===== Information shown =====

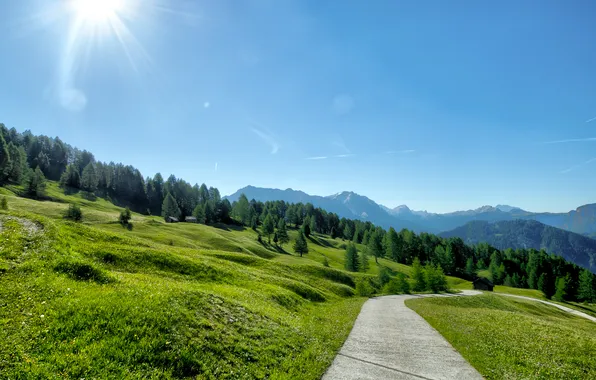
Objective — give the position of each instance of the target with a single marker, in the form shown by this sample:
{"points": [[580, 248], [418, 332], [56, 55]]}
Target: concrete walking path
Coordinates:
{"points": [[391, 341]]}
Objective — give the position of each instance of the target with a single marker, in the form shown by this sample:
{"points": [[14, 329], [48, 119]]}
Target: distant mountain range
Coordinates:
{"points": [[351, 205], [516, 234]]}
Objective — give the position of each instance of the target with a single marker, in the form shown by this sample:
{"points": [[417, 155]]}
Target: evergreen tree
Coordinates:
{"points": [[268, 227], [313, 225], [306, 227], [70, 178], [209, 212], [199, 213], [375, 245], [18, 163], [418, 276], [392, 245], [300, 245], [170, 207], [241, 210], [587, 286], [282, 232], [89, 179], [125, 216], [35, 184], [470, 268], [352, 263], [364, 264], [544, 285], [561, 289], [5, 161]]}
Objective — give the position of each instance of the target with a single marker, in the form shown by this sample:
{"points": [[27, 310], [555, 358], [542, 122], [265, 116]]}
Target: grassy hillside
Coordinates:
{"points": [[164, 300], [507, 338]]}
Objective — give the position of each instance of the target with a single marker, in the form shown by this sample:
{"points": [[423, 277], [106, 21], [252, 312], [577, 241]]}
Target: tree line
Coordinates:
{"points": [[28, 160], [522, 268]]}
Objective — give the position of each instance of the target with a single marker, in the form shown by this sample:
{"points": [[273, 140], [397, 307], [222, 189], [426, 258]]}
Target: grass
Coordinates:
{"points": [[95, 300], [507, 338]]}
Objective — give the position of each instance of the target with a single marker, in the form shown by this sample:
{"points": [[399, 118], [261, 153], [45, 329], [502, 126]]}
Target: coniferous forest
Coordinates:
{"points": [[29, 160]]}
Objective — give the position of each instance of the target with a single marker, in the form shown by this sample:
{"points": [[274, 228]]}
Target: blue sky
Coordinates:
{"points": [[440, 105]]}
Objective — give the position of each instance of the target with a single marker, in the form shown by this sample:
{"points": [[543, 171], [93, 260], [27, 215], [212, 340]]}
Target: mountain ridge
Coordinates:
{"points": [[349, 204]]}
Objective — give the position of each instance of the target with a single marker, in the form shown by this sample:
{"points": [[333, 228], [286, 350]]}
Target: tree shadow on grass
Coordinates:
{"points": [[318, 241]]}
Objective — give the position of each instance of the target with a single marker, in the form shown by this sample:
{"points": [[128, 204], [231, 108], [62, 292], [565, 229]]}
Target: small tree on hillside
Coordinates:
{"points": [[352, 262], [418, 276], [199, 213], [35, 185], [282, 232], [73, 213], [300, 245], [587, 286], [306, 226], [169, 207], [268, 227], [364, 265], [125, 216], [375, 245], [562, 289]]}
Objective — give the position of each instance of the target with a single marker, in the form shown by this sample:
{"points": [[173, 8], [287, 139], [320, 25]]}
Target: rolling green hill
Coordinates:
{"points": [[164, 300]]}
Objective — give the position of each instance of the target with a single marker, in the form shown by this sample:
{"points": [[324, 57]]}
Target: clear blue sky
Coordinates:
{"points": [[441, 105]]}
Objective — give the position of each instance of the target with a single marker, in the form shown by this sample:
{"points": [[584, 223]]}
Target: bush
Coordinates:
{"points": [[74, 213], [364, 289]]}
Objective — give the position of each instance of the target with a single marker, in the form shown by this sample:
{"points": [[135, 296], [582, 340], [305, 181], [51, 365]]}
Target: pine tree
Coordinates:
{"points": [[470, 268], [561, 289], [418, 276], [364, 264], [241, 210], [351, 260], [199, 213], [375, 245], [282, 232], [70, 177], [587, 286], [306, 227], [125, 216], [35, 184], [313, 225], [89, 178], [300, 245], [18, 167], [5, 161], [268, 227], [170, 207]]}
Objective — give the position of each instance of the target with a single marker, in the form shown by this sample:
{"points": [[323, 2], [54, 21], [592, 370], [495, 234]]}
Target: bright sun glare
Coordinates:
{"points": [[97, 11]]}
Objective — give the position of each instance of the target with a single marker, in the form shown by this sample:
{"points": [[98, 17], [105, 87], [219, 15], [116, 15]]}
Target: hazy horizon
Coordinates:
{"points": [[444, 106]]}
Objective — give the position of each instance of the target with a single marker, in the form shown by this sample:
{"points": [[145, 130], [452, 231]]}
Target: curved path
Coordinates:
{"points": [[391, 341]]}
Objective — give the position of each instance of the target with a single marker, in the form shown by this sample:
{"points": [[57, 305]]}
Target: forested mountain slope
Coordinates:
{"points": [[515, 234]]}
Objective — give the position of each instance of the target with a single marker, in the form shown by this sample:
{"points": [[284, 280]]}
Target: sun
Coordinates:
{"points": [[97, 11]]}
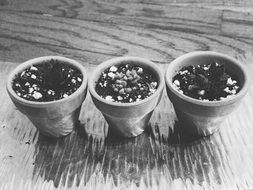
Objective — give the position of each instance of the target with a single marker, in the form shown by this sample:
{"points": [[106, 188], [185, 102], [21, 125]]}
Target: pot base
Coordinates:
{"points": [[198, 126], [127, 127]]}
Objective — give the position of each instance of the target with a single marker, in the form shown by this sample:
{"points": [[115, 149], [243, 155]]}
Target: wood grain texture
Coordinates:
{"points": [[92, 31]]}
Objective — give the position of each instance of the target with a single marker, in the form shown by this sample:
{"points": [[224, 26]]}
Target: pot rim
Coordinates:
{"points": [[117, 61], [225, 101], [38, 60]]}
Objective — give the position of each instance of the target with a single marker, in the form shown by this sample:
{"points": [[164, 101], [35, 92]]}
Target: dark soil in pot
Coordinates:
{"points": [[47, 81], [209, 82], [126, 83]]}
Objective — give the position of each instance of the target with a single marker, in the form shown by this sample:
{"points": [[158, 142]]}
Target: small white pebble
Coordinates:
{"points": [[226, 90], [65, 95], [112, 75], [152, 90], [176, 82], [27, 84], [73, 81], [37, 95], [236, 87], [229, 81], [30, 90], [205, 68], [233, 91], [33, 68], [183, 72], [22, 74], [33, 76], [119, 98], [140, 71], [201, 92], [109, 98], [113, 69]]}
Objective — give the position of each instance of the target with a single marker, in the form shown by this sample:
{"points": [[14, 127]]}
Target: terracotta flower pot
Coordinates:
{"points": [[127, 119], [54, 118], [202, 118]]}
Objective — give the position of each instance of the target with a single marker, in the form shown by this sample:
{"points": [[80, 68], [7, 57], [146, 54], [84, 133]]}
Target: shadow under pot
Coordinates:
{"points": [[49, 91], [126, 90], [204, 88]]}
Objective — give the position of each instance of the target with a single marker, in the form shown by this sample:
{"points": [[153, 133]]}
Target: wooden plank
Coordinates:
{"points": [[87, 159], [101, 30], [94, 31]]}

=====

** Task description **
Without the pictures, print the whole listing exactly as given.

** Result **
Objective — give the position of each instance of the target with a single marker, in the form shown by this sample:
{"points": [[580, 248], [418, 332], [56, 55]]}
Target: concrete walking path
Coordinates:
{"points": [[391, 341]]}
Objective — give the position of each instance of the target with a single marker, in the form shown by this sample:
{"points": [[14, 329], [48, 119]]}
Target: distant mountain range
Coordinates:
{"points": [[351, 205], [516, 234]]}
Objective — give the position of each instance of the target with a single marker, in the form shown by this sample:
{"points": [[417, 155]]}
Target: evergreen tree
Coordinates:
{"points": [[268, 227], [313, 225], [306, 227], [70, 178], [209, 212], [199, 213], [375, 245], [18, 163], [418, 276], [392, 245], [300, 245], [170, 207], [241, 210], [587, 286], [282, 232], [89, 179], [125, 216], [35, 184], [470, 268], [352, 263], [364, 264], [544, 285], [561, 289], [5, 161]]}
Objective — give the position of each instance of the target with a single marker, in the form shown by this sample:
{"points": [[27, 310], [555, 358], [542, 122], [265, 116]]}
Target: grassy hillside
Coordinates:
{"points": [[164, 300], [507, 338]]}
Objective — give the position of each instance of the target with a single marker, in the form shown by this sample:
{"points": [[423, 277], [106, 21], [252, 312], [577, 241]]}
Target: tree line
Coordinates:
{"points": [[28, 160], [522, 268]]}
Objective — give the position of each instance of the target with a single marker, in the form shown by this sample:
{"points": [[273, 140], [397, 307], [222, 189], [426, 258]]}
Target: grass
Coordinates:
{"points": [[95, 300], [507, 338]]}
Objective — give the position of each instance of the target with a single marker, in the form shown by this sample:
{"points": [[399, 118], [261, 153], [45, 329], [502, 126]]}
Target: coniferous forest
Coordinates:
{"points": [[29, 160]]}
Objective — give the position of each instance of the target with a single marker, in the form shown by this sample:
{"points": [[274, 228]]}
Target: blue sky
Coordinates:
{"points": [[440, 105]]}
Objective — give the position of each instance of the target with a single marker, in the form shown by this sample:
{"points": [[543, 171], [93, 260], [27, 215], [212, 340]]}
Target: mountain ridge
Coordinates:
{"points": [[349, 204]]}
Objective — give the position of each instance of the target with a single marker, in the form shown by this sample:
{"points": [[333, 228], [286, 350]]}
Target: tree shadow on grass
Coordinates:
{"points": [[318, 241]]}
Objective — give the position of each instance of the target with a single marker, in the form shown by this sample:
{"points": [[128, 204], [231, 108], [62, 292], [565, 229]]}
Target: small tree on hillside
Coordinates:
{"points": [[352, 262], [418, 276], [199, 213], [35, 185], [282, 232], [73, 213], [300, 245], [587, 286], [306, 226], [169, 207], [268, 227], [364, 265], [125, 216], [375, 245], [562, 289]]}
Objective — give the position of each instance of the target with a single marker, in the form shown by this sample:
{"points": [[173, 8], [287, 139], [320, 25]]}
Target: rolling green hill
Coordinates:
{"points": [[164, 300]]}
Objective — give the position of each instance of the target with a single marker, in the form shown by this sample:
{"points": [[324, 57]]}
Target: clear blue sky
Coordinates:
{"points": [[441, 105]]}
Objective — give the position of each instance of the target with a single marker, in the form shown by this sample:
{"points": [[584, 223]]}
Target: bush
Coordinates:
{"points": [[74, 213], [364, 289]]}
Objective — give the position of each instance of the target with a single marker, in the form shown by this sample:
{"points": [[135, 296], [582, 340], [305, 181], [51, 365]]}
Target: pine tree
Coordinates:
{"points": [[470, 268], [561, 289], [418, 276], [364, 264], [241, 210], [351, 260], [199, 213], [375, 245], [282, 232], [70, 177], [587, 286], [306, 227], [125, 216], [35, 184], [313, 225], [89, 178], [300, 245], [18, 167], [5, 161], [268, 227], [170, 207]]}
Objective — give the position of each instance of the target with a single marker, in the form shown by this sample:
{"points": [[323, 2], [54, 21], [592, 370], [495, 234]]}
Target: bright sun glare
Coordinates:
{"points": [[97, 11]]}
Objective — give the position of each instance of the target with a single marker, in the form shown by this sample:
{"points": [[98, 17], [105, 87], [219, 15], [116, 15]]}
Target: hazy horizon
Coordinates:
{"points": [[444, 106]]}
Objective — give the position of each instance of the target with a single marker, in the form shown by this sample:
{"points": [[145, 130], [452, 231]]}
Target: curved path
Coordinates:
{"points": [[391, 341]]}
Objective — give the position of each instance of the target with a single marker, in the form shown by this sample:
{"points": [[57, 305]]}
Target: forested mountain slope
Coordinates:
{"points": [[515, 234]]}
Objective — give the position of each instance of the target with a single marker, in the form shown by this sample:
{"points": [[284, 280]]}
Target: sun
Coordinates:
{"points": [[97, 11]]}
Objective — give the position of each instance of the target with a single marker, in the form shown by this sample:
{"points": [[106, 188], [185, 102], [21, 125]]}
Target: pot base
Coordinates:
{"points": [[198, 126], [127, 127]]}
Objective — give the position of each instance of the target with a single marker, in the form shown by this sample:
{"points": [[115, 149], [243, 155]]}
Target: wood grain texture
Coordinates:
{"points": [[92, 31]]}
Objective — give the position of each instance of the target with a single marker, in the form shown by this sample:
{"points": [[224, 26]]}
Target: pot rim
Coordinates:
{"points": [[117, 61], [225, 101], [38, 60]]}
Objective — give the position of each instance of the target with a single marker, in the form shown by this sample:
{"points": [[164, 101], [35, 92]]}
Target: dark soil in pot
Coordinates:
{"points": [[47, 81], [209, 82], [126, 83]]}
Objective — give the position of each instance of the target with a single marker, in the form shown by this sample:
{"points": [[158, 142]]}
Target: small white pebble
Coordinates:
{"points": [[226, 90], [65, 95], [112, 75], [152, 90], [176, 82], [27, 84], [73, 81], [37, 95], [236, 87], [229, 81], [30, 90], [205, 68], [233, 91], [33, 68], [183, 72], [22, 74], [33, 76], [119, 98], [140, 71], [201, 92], [109, 98], [113, 69]]}
Objective — give the position of each instance of the target with a single marker, in the form shown by this sample:
{"points": [[14, 127]]}
Target: terracotta flower pot
Coordinates:
{"points": [[127, 119], [54, 118], [202, 118]]}
Objective — give the position of each instance of the target with a single marker, in the form shown by this sample:
{"points": [[80, 68], [7, 57], [146, 54], [84, 133]]}
Target: shadow under pot
Coordinates:
{"points": [[49, 91], [126, 90], [204, 88]]}
Objective — give the position of each instance of the target with a single marker, in the form shown by this sample:
{"points": [[153, 133]]}
Target: wooden plank
Coordinates:
{"points": [[87, 159], [101, 30], [94, 31]]}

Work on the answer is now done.